Problem to solve — Copy every one of the following rows verbatim, reproducing each line without any change.

# Start of Extracted data

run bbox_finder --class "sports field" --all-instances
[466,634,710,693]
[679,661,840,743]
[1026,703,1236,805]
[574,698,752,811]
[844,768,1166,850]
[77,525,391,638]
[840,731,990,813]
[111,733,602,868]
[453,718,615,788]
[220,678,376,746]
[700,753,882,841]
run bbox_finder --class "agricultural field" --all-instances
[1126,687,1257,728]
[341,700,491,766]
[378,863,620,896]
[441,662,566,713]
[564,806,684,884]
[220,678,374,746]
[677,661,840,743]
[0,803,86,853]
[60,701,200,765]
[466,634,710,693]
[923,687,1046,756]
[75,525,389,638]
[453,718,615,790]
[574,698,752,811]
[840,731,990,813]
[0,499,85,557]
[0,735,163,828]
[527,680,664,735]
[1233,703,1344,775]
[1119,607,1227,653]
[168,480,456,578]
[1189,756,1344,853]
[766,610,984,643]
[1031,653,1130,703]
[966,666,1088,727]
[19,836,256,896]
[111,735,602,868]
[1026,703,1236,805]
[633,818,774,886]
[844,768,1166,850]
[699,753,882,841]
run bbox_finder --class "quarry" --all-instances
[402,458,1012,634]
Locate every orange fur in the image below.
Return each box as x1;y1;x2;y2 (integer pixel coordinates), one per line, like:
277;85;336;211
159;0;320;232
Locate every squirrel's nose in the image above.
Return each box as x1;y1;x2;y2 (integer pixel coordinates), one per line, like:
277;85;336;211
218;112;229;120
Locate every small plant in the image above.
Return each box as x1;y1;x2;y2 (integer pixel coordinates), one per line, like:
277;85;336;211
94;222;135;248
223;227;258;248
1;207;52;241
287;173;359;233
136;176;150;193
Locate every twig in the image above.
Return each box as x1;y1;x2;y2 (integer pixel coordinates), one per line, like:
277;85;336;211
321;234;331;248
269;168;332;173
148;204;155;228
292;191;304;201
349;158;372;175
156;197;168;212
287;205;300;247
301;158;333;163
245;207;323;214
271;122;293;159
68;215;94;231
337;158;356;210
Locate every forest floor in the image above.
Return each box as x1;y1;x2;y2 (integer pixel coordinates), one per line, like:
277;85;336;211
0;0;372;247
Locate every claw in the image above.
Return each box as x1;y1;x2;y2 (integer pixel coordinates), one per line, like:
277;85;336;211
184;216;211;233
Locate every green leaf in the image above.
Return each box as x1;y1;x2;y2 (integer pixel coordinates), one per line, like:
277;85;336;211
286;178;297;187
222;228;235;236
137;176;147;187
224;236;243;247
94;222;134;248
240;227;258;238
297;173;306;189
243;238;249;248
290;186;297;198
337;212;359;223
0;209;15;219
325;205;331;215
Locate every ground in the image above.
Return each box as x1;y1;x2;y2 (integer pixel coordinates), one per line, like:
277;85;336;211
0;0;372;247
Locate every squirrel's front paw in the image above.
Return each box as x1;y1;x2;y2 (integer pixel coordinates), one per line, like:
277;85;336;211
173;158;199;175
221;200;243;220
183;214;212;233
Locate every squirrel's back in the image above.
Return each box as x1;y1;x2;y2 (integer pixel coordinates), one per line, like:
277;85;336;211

# End of Extracted data

Task response —
run bbox_finder --class "sports field" --all-instances
[466,634,710,693]
[679,661,840,743]
[1026,703,1236,805]
[574,698,752,811]
[844,768,1166,850]
[77,525,391,638]
[840,731,990,813]
[111,733,602,868]
[453,718,615,788]
[220,678,376,746]
[700,753,882,841]
run bbox_finder --class "agricultural field" --all-instances
[1126,687,1257,728]
[341,700,491,766]
[378,863,620,896]
[441,662,566,713]
[564,806,684,884]
[220,678,374,746]
[677,661,840,743]
[0,803,86,853]
[60,701,200,765]
[466,634,710,693]
[923,687,1046,756]
[75,525,389,638]
[453,718,615,790]
[574,698,752,811]
[840,731,990,813]
[0,499,85,557]
[0,735,163,828]
[527,680,664,735]
[1233,703,1344,775]
[1119,607,1227,653]
[168,480,456,578]
[1189,756,1344,853]
[766,610,984,643]
[1031,653,1130,703]
[966,666,1088,727]
[19,836,256,896]
[111,735,602,868]
[1026,703,1236,805]
[633,818,774,886]
[844,768,1166,850]
[699,753,882,841]
run bbox_finder --class "quarry" --all-instances
[402,458,1012,634]
Locate every orange fur in the image below.
Return each box as x1;y1;x2;y2 (integer pixel coordinates), one per line, like:
277;85;336;211
159;0;320;232
Locate every squirrel's nose in the image above.
Return each box as x1;y1;x2;y2 (integer pixel coordinates), one per line, like:
277;85;336;211
218;112;229;120
Locate every small plant in the image above.
Return each box as x1;y1;x2;y2 (integer pixel coordinates), one per line, like:
277;85;336;211
94;222;135;248
223;227;258;248
1;207;52;241
287;173;359;233
136;176;150;193
Locate every twig in the image above.
Return each box as x1;y1;x2;y2 (integer pixel coordinates), one per line, like:
277;85;336;211
321;234;331;248
269;168;332;173
148;204;155;228
292;191;304;201
349;158;372;175
156;197;168;212
287;205;300;247
301;158;333;163
245;207;323;214
271;122;293;159
68;215;94;231
337;158;356;210
Locate every forest floor in the image above.
Return each box as x1;y1;x2;y2 (integer pixel coordinates), one per line, like:
277;85;336;211
0;0;372;247
Locate every claw in the image above.
Return each box as x1;y1;x2;y2 (integer pixel coordinates), one per line, like:
277;85;336;211
184;216;211;233
Locate every green leaf in the image above.
Return each box as x1;y1;x2;y2 (integer pixel coordinates), one per line, like:
277;85;336;211
286;178;297;187
222;228;235;236
137;176;147;187
224;236;243;247
94;222;134;248
240;227;258;238
297;173;306;189
243;238;249;248
290;186;297;198
337;212;359;223
0;209;15;219
325;205;331;215
Locate every ground in the image above.
Return each box as x1;y1;x2;y2 (integer pixel coordinates), one per line, like:
277;85;336;211
0;0;372;247
Locate every squirrel's front paw in the image above.
Return each box as x1;y1;x2;y2 (integer pixel coordinates), one per line, like:
277;85;336;211
173;158;199;175
221;200;243;220
183;214;212;233
Locate every squirrel's back in the image above.
Return each box as x1;y1;x2;y2 (integer pixel coordinates), one per line, like:
277;85;336;211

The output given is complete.